YOUR GOAL:
Reproduce the passage of the shooting account below between "An examination of" and "of the shooting.", inclusive.

An examination of the woman's injuries revealed a painful flesh wound, but at no time was her condition dangerous. The ball passed through the shoulder from the front and lodged in the flesh at the back.

Luick's first inquiry when he reached Lidgerwood was as to his wife's condition, and he expressed regret when told she would recover. He was shot through the intestines, which were pierced in seven places, and from the first it was seen his case was hopeless. He died Sunday afternoon at 1 pm, almost exactly twenty-four hours from the time of the shooting.

Luick was a well-to-do farmer, owning a 480 acre farm where he lived (about a mile southwest of the pond known as Gully's slough on Schuett's lake) and three quarters farther west a few miles. He was somewhat past the fifty mark in years while the wife is in the forties. They were among the early settlers and have a family of ten children, six of whom live at home, the youngest a girl of nine years.

Luick's abuse of his wife and family has been notorious for years and neighbors expressed little surprise when they heard of the tragedy, in fact many had predicted something of the kind. He was insanely jealous of his wife when drunk, though there was no foundation for his jealousy. He had been under the influence of liquor for a month or more before the shooting and a short time ago attempted to destroy the home by sprinkling gasoline over the house but was overpowered before he could apply a match. He generally carried a gun during his sprees and last spring fired three shots at his son Paul, a lad of twenty, and has frequently endangered the lives of his household.

[Dataset records]
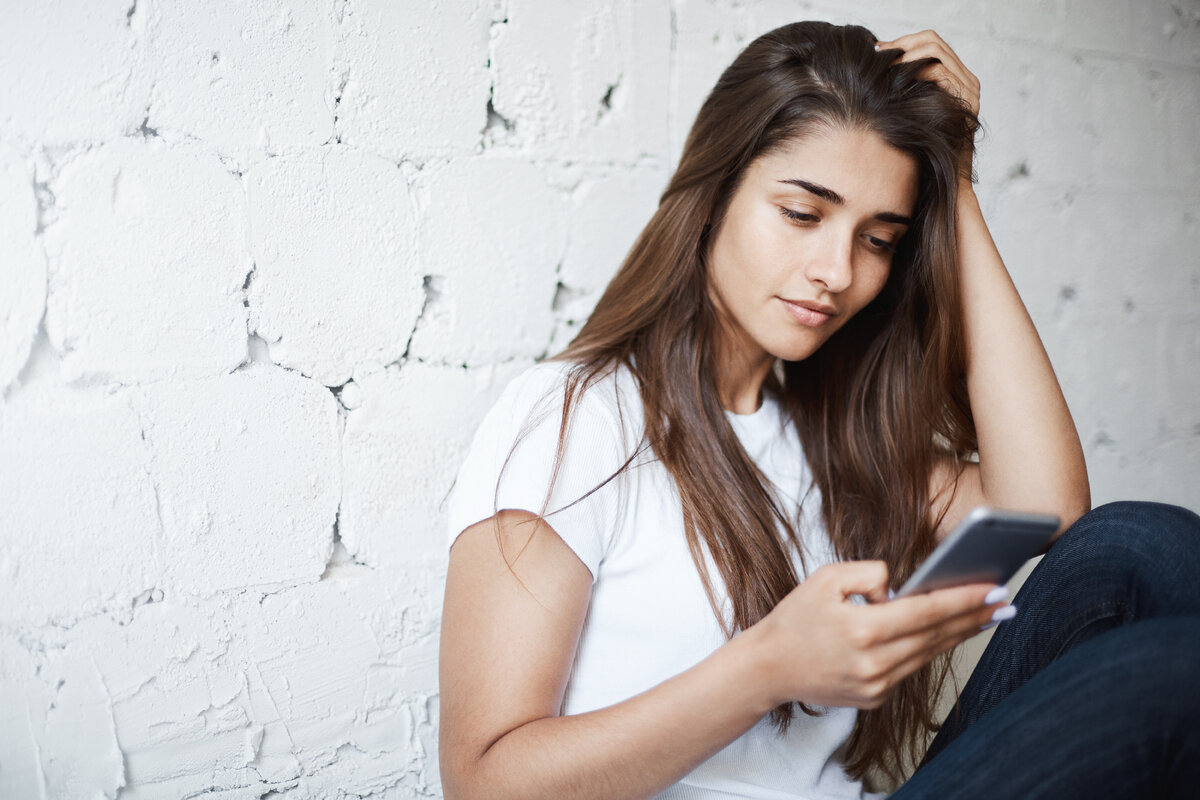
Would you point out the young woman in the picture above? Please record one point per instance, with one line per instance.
(658, 536)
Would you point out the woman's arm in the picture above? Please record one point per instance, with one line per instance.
(1030, 455)
(509, 633)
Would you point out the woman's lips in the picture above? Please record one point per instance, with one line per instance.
(811, 314)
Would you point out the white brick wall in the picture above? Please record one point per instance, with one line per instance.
(264, 264)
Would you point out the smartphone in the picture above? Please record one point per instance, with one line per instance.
(989, 546)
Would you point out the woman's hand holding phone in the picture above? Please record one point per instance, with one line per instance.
(819, 647)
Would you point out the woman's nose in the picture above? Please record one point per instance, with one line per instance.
(831, 263)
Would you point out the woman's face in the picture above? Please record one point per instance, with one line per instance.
(808, 240)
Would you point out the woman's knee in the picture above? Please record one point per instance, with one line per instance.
(1152, 660)
(1157, 529)
(1149, 553)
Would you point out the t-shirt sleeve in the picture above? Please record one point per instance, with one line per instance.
(511, 462)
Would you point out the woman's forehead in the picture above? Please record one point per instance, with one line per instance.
(857, 166)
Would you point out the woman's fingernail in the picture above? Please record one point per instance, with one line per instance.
(996, 595)
(1002, 613)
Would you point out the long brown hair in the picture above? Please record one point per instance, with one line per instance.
(875, 405)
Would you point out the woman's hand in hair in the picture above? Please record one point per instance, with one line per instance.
(949, 73)
(819, 647)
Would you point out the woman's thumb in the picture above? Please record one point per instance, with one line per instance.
(868, 578)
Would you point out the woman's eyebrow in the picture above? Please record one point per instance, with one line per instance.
(827, 193)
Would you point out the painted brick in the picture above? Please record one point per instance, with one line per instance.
(22, 269)
(229, 517)
(333, 236)
(73, 72)
(492, 238)
(399, 471)
(412, 77)
(243, 74)
(147, 264)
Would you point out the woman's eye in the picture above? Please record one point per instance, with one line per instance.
(881, 245)
(797, 216)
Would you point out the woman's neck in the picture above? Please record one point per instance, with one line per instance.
(739, 383)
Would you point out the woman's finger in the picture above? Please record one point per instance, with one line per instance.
(949, 72)
(922, 615)
(909, 653)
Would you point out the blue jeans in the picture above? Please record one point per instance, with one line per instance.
(1093, 690)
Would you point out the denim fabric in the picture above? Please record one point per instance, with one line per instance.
(1093, 690)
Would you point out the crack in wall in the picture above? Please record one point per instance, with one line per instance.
(432, 284)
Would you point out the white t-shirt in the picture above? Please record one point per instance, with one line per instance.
(649, 618)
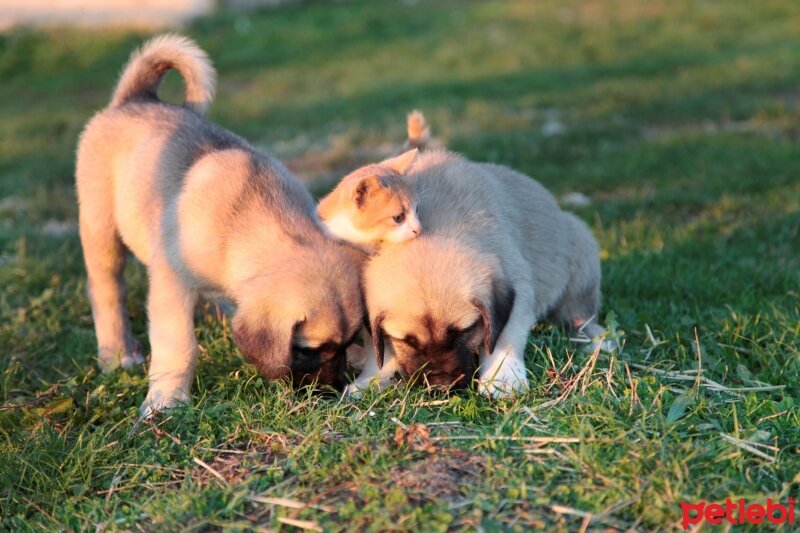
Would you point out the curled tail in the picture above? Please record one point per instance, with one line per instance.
(419, 134)
(147, 66)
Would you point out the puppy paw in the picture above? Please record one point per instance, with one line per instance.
(157, 401)
(353, 391)
(606, 345)
(504, 381)
(109, 360)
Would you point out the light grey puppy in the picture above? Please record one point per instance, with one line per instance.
(210, 216)
(496, 255)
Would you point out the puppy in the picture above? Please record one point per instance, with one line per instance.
(497, 255)
(209, 216)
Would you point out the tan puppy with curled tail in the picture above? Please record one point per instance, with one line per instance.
(208, 215)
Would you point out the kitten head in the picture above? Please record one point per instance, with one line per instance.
(373, 205)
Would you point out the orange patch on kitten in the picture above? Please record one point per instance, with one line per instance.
(373, 205)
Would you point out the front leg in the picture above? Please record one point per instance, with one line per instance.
(174, 346)
(503, 372)
(370, 374)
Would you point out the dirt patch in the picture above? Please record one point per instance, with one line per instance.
(236, 465)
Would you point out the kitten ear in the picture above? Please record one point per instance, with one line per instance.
(401, 163)
(363, 189)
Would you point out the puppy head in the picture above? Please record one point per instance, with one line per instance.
(438, 303)
(377, 201)
(297, 321)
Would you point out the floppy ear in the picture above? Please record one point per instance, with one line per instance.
(401, 163)
(364, 188)
(376, 330)
(495, 315)
(267, 347)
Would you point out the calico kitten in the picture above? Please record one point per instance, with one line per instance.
(373, 205)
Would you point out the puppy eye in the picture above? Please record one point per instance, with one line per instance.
(411, 341)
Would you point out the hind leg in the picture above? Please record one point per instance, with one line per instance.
(104, 255)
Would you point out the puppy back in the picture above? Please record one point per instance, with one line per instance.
(142, 75)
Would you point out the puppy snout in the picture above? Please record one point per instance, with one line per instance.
(305, 361)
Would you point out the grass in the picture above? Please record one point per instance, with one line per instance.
(680, 120)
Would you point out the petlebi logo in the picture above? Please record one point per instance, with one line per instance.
(738, 512)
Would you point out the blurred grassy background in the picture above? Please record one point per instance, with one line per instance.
(679, 120)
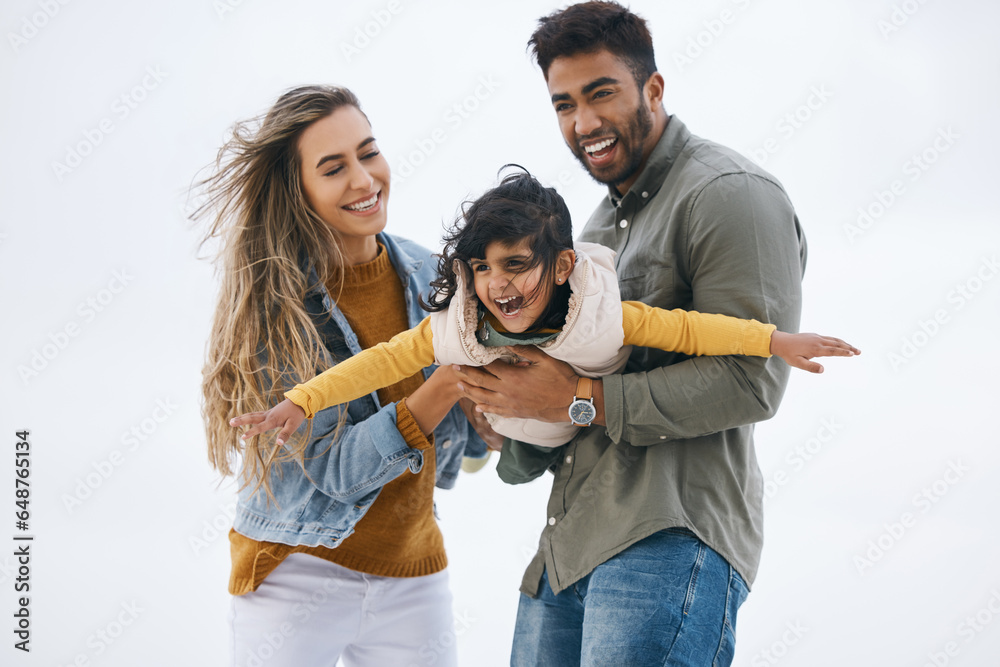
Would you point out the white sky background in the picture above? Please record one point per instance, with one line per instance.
(129, 551)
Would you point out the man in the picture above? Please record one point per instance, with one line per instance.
(655, 517)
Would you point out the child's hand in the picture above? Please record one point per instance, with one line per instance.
(798, 349)
(285, 415)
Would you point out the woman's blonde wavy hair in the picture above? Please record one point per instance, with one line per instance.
(264, 225)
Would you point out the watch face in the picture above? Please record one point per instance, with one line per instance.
(582, 412)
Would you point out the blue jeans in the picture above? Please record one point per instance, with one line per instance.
(666, 600)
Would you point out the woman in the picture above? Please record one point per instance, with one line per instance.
(335, 548)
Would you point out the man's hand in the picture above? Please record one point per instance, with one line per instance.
(479, 422)
(541, 389)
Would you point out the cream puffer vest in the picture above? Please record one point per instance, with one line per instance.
(591, 341)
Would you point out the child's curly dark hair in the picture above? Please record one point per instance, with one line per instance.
(519, 209)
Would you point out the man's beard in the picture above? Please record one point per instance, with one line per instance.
(631, 143)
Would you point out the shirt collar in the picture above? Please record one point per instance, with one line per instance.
(654, 172)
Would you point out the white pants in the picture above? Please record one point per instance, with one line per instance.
(310, 612)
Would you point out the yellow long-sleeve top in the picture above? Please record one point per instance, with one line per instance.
(398, 535)
(677, 330)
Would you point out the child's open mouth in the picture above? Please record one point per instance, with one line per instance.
(510, 306)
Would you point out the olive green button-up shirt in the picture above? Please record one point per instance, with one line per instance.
(703, 228)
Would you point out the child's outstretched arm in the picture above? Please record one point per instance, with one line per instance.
(384, 364)
(285, 415)
(798, 349)
(695, 333)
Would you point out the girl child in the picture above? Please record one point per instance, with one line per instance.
(510, 274)
(335, 548)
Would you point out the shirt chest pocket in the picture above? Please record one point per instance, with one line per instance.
(649, 278)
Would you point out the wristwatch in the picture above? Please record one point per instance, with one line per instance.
(582, 410)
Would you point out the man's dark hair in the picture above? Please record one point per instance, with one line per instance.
(594, 26)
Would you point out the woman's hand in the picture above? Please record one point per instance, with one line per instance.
(482, 425)
(285, 415)
(798, 349)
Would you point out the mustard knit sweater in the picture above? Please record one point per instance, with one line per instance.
(398, 536)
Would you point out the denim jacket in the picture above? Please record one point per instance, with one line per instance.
(319, 502)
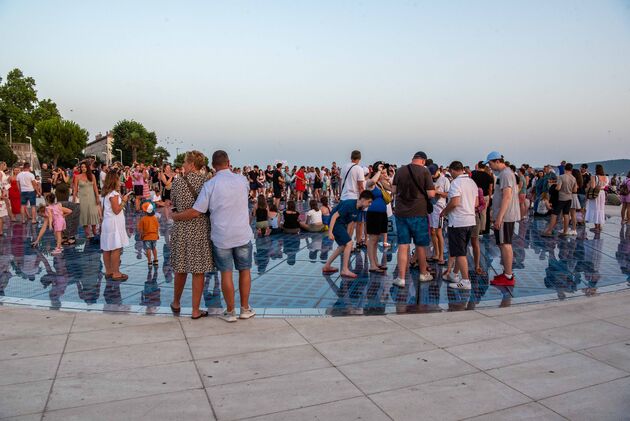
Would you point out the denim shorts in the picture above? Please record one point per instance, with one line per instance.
(149, 244)
(27, 197)
(414, 228)
(239, 258)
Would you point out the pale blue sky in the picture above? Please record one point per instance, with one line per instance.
(308, 81)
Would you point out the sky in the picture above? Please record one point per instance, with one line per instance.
(309, 81)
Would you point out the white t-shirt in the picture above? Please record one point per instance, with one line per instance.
(464, 214)
(26, 178)
(314, 217)
(442, 185)
(356, 175)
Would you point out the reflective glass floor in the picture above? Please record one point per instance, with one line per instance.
(287, 278)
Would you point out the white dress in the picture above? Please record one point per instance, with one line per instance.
(113, 230)
(596, 208)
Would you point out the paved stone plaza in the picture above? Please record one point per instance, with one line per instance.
(549, 361)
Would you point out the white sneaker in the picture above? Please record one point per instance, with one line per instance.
(399, 282)
(425, 277)
(229, 316)
(463, 284)
(247, 313)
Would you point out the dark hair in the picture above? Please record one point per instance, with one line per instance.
(50, 198)
(457, 166)
(366, 195)
(599, 169)
(220, 158)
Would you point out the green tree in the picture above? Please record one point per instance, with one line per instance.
(19, 103)
(136, 142)
(56, 139)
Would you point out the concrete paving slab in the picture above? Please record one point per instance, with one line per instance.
(405, 370)
(617, 354)
(372, 347)
(528, 412)
(280, 393)
(331, 329)
(105, 387)
(105, 360)
(449, 399)
(255, 365)
(555, 375)
(506, 351)
(28, 369)
(24, 322)
(23, 398)
(355, 409)
(112, 338)
(239, 343)
(32, 347)
(465, 332)
(608, 401)
(586, 335)
(188, 404)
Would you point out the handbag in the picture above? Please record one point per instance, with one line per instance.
(422, 191)
(387, 196)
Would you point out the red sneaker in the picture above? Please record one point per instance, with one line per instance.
(503, 281)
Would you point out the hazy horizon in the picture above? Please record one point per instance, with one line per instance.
(308, 82)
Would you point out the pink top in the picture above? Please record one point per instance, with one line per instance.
(59, 222)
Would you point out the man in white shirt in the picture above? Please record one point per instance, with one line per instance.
(225, 196)
(463, 199)
(28, 186)
(352, 184)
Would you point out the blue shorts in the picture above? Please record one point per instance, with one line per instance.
(227, 260)
(27, 197)
(340, 231)
(149, 245)
(413, 227)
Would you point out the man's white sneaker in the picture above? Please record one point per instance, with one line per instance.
(247, 313)
(399, 282)
(229, 316)
(425, 277)
(463, 284)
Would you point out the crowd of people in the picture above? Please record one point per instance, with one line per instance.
(217, 211)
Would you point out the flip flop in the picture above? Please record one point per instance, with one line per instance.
(203, 313)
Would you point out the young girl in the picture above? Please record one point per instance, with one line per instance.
(54, 217)
(274, 219)
(291, 224)
(313, 218)
(261, 214)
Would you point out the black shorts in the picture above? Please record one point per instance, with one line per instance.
(458, 240)
(376, 223)
(505, 234)
(562, 207)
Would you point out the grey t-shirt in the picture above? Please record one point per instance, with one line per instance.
(506, 178)
(565, 186)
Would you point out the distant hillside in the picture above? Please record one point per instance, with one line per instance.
(612, 166)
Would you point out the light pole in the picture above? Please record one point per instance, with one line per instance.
(30, 142)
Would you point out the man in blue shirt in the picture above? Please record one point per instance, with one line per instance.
(346, 212)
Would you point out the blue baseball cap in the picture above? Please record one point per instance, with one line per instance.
(492, 156)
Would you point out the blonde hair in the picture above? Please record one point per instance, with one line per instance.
(196, 158)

THE SOLUTION:
An examination of the woman's injuries revealed a painful flesh wound, but at no time was her condition dangerous. The ball passed through the shoulder from the front and lodged in the flesh at the back.

Luick's first inquiry when he reached Lidgerwood was as to his wife's condition, and he expressed regret when told she would recover. He was shot through the intestines, which were pierced in seven places, and from the first it was seen his case was hopeless. He died Sunday afternoon at 1 pm, almost exactly twenty-four hours from the time of the shooting.